● **Problem requirements**:
Copy the lines below word for word, from the first one through the line that contains "[330,104,335,126]", including both.

(Lines from a data collection)
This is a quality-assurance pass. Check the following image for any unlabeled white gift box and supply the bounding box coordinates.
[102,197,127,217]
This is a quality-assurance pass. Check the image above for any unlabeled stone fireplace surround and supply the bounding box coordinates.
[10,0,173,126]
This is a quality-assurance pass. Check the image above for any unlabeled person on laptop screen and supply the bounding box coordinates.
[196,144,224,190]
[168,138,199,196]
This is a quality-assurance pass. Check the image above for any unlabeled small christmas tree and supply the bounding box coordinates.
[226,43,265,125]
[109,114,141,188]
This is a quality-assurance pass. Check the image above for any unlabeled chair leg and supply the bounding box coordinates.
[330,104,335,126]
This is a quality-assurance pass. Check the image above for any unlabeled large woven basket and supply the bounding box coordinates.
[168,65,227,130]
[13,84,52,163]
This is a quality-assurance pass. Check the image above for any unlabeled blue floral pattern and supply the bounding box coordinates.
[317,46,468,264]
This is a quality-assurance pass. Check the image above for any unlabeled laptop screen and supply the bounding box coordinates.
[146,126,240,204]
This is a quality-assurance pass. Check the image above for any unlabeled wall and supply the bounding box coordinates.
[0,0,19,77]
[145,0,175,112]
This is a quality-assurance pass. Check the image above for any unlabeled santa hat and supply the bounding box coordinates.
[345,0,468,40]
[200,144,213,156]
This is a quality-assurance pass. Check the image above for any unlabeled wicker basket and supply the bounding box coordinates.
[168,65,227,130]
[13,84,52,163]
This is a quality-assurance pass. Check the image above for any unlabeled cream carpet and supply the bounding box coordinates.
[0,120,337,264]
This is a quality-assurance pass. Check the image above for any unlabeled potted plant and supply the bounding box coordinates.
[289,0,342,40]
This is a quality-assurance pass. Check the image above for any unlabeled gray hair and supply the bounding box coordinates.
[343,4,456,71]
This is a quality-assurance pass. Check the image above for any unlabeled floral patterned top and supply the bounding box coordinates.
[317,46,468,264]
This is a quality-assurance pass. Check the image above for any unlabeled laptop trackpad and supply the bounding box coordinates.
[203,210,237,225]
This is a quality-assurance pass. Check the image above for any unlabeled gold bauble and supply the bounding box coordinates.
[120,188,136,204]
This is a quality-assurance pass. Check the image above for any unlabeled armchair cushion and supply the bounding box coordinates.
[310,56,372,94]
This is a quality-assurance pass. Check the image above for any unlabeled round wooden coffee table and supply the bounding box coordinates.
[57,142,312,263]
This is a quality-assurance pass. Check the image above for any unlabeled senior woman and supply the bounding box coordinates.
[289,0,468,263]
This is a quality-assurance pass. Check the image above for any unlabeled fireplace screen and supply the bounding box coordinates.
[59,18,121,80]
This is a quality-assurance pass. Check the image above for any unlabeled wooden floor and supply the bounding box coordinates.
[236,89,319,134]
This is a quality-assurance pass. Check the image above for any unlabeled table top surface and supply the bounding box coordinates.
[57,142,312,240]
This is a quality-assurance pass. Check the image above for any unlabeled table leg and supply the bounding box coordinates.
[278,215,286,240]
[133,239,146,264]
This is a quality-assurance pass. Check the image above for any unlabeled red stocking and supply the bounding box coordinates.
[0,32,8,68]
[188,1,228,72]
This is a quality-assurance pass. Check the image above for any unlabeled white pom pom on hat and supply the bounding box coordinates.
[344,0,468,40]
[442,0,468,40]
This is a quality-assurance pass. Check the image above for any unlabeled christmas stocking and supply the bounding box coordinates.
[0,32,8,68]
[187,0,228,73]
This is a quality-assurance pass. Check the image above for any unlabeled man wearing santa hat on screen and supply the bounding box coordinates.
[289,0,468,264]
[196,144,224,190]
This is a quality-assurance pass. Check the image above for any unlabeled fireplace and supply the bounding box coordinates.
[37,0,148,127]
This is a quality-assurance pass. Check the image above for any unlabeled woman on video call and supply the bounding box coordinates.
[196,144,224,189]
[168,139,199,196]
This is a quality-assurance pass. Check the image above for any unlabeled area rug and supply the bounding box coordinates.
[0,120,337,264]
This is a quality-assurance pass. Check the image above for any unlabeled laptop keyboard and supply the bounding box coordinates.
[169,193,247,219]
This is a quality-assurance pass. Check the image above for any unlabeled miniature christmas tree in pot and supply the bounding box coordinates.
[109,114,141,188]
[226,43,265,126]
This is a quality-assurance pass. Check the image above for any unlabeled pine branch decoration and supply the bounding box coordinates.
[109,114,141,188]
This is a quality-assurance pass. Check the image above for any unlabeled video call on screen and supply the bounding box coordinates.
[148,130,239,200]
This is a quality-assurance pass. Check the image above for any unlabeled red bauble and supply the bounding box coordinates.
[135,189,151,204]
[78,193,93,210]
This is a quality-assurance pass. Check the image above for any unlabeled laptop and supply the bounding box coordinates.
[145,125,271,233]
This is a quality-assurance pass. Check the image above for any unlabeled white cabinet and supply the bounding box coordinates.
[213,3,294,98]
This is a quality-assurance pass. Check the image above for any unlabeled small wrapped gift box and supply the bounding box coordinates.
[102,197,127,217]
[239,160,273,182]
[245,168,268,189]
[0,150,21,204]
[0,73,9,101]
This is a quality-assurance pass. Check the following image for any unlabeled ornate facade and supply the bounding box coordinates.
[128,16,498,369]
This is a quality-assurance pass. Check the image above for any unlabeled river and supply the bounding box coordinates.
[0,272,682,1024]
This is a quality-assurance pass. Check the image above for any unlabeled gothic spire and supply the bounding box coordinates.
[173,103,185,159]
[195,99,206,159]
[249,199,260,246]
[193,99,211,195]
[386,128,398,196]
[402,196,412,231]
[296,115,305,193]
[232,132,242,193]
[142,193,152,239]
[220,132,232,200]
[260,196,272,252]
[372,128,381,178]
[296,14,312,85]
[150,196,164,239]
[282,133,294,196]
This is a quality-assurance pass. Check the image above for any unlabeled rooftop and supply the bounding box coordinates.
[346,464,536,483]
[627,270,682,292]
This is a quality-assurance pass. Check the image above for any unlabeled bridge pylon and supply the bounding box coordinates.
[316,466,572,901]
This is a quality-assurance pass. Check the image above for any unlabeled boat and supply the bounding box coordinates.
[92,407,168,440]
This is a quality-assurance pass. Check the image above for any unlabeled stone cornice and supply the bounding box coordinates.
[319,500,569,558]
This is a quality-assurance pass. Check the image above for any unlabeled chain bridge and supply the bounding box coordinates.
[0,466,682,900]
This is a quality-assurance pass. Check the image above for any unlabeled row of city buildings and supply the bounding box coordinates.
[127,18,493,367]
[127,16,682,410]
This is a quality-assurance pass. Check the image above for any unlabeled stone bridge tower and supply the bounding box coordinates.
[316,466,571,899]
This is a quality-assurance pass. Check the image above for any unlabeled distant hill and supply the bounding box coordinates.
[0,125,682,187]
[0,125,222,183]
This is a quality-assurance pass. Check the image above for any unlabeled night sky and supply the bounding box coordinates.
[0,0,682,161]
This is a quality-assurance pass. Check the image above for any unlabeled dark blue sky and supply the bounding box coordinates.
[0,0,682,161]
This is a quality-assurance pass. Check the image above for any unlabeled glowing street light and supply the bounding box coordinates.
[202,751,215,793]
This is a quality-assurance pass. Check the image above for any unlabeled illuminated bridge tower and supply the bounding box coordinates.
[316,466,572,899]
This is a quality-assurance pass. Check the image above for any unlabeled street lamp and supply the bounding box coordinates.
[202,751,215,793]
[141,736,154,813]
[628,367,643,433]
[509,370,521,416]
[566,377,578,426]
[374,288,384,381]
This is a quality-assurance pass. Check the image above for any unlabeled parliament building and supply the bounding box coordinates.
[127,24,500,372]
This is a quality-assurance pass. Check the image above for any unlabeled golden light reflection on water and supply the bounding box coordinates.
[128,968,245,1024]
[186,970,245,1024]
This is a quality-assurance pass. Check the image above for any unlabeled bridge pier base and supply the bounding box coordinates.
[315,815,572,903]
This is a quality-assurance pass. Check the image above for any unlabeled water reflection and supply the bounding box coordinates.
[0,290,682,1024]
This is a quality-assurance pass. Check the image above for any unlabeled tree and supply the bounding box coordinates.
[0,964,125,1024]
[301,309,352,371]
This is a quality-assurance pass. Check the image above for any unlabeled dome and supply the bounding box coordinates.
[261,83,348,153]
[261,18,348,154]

● **Answer to this task**:
This is a quality-assurance pass. Check the following image for any unlabeled white gift box and supply the bounding box coordinates.
[102,197,127,217]
This is a quality-assurance pass. Check the image above for any unlabeled stone fireplace surround and supply the bounding box coordinates.
[10,0,173,126]
This is a quality-assurance pass. Check the image above for any unlabeled person on laptop screen and supply the bounding box coordinates.
[196,144,224,190]
[168,138,199,196]
This is a quality-assurance pass. Check the image above for any unlabeled small christmas tree and supply the bounding box coordinates.
[226,43,265,125]
[109,114,141,188]
This is a quality-assurance pass. Check the image above for any unlabeled chair leg and supply the bounding box coordinates.
[330,104,335,126]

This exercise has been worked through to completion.